>> Start

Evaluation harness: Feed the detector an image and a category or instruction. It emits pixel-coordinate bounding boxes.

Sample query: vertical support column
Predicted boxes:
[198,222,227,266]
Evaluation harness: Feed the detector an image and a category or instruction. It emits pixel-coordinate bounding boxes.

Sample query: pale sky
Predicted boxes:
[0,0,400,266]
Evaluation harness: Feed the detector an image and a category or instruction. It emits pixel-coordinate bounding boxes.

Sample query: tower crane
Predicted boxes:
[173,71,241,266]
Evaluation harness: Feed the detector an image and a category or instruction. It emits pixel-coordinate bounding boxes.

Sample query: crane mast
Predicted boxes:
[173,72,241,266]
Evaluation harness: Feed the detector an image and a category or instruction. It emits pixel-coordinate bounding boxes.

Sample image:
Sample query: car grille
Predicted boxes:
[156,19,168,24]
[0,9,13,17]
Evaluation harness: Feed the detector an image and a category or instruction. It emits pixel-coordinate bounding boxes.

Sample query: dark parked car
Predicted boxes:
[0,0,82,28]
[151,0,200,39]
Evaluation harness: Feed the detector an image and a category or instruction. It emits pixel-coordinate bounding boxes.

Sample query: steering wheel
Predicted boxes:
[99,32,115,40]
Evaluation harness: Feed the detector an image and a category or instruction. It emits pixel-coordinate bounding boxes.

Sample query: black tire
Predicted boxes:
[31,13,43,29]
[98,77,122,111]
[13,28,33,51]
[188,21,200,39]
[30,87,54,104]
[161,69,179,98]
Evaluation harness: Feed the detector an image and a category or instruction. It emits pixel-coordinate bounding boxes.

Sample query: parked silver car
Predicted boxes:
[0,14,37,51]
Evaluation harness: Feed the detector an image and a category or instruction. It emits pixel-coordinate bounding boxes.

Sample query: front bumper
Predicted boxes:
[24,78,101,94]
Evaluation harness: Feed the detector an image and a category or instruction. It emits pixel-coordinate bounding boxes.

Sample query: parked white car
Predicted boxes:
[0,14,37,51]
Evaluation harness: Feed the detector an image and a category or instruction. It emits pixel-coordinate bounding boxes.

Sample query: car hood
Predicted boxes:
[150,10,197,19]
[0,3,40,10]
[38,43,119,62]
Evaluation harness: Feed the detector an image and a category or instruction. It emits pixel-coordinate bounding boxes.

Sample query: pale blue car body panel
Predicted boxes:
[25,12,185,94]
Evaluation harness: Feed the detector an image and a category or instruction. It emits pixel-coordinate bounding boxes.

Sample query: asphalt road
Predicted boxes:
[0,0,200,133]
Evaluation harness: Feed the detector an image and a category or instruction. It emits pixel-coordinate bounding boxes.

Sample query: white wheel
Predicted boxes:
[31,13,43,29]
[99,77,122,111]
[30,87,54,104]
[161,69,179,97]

>> End

* **EXERCISE INSTRUCTIONS**
Restate every line of the data word for word.

* **RESULT**
Evaluation harness: Feed the detector an image and a category or instruction. It emits pixel-coordinate bounding boxes.

Sample query: vertical support column
Predicted boxes:
[198,222,227,266]
Evaluation harness: Feed the detector an image and a category or instruction. It emits pixel-coordinate bounding boxes.

Sample query: pale sky
Predicted boxes:
[0,0,400,266]
Evaluation harness: Feed the detector an image and a category or instruction. It emits pixel-coordinate bounding boxes.

Sample query: tower crane
Predicted boxes:
[173,71,241,266]
Evaluation harness: Feed the detector an image and a category or instruction. It emits pixel-coordinate bounding boxes.

Sample query: crane mast
Predicted boxes:
[173,72,241,266]
Evaluation harness: Feed the detector an image and a category or instruction. It emits pixel-coordinate bounding boxes.

Sample image:
Sample query: car grille
Predicted boxes:
[156,19,168,24]
[0,9,13,17]
Evaluation harness: Feed the detector an image and a category or instruction. It emits pixel-coordinate bounding boxes.

Sample query: dark parked car
Predicted boxes:
[0,0,82,28]
[151,0,200,39]
Evaluation harness: Feed the detector an image and a category or instruction. It emits pixel-coordinate bounding boxes.

Sample query: steering wheel
Predicted boxes:
[99,32,115,40]
Evaluation harness: Feed the detector an image and a category or instruction. It emits pixel-coordinate bounding boxes.

Sample query: black tire
Predicted boxes:
[31,13,43,29]
[98,77,122,111]
[13,28,33,51]
[188,21,200,39]
[30,87,54,104]
[161,69,179,98]
Evaluation harness: Feed the detector an image and a category or instruction. It emits pixel-coordinate bounding boxes.

Sample query: parked silver car
Predicted boxes:
[0,14,37,51]
Evaluation harness: Feed the detector an image and a category or instruction. It emits pixel-coordinate bounding boxes.

Sample query: front bumper
Predicted boxes:
[24,78,101,94]
Evaluation harness: Feed the detector an image and a category or instruction. It emits pixel-coordinate bounding boxes.

Sample query: parked white car
Predicted boxes:
[0,14,37,51]
Evaluation harness: Feed the detector an image and a category or instruction. It emits pixel-coordinate bounding boxes.

Sample query: car hood
Predicted boxes:
[150,10,197,19]
[0,3,40,10]
[38,43,119,62]
Evaluation harness: Feed the detector an image and a category or instruction. It emits pixel-coordinate bounding boxes.

Sample query: pale blue car body panel
Predicted boxes:
[25,12,185,94]
Evaluation harness: Feed the detector an image and a category or instruction. It emits pixel-coordinate bounding boxes.

Sample query: asphalt road
Predicted boxes:
[0,0,200,133]
Evaluation harness: Feed the detector an image and a category or instruction. It emits pixel-coordinate bounding boxes.

Sample query: white wheel
Predicted boxes:
[31,13,43,29]
[99,77,122,111]
[30,87,54,104]
[161,69,179,97]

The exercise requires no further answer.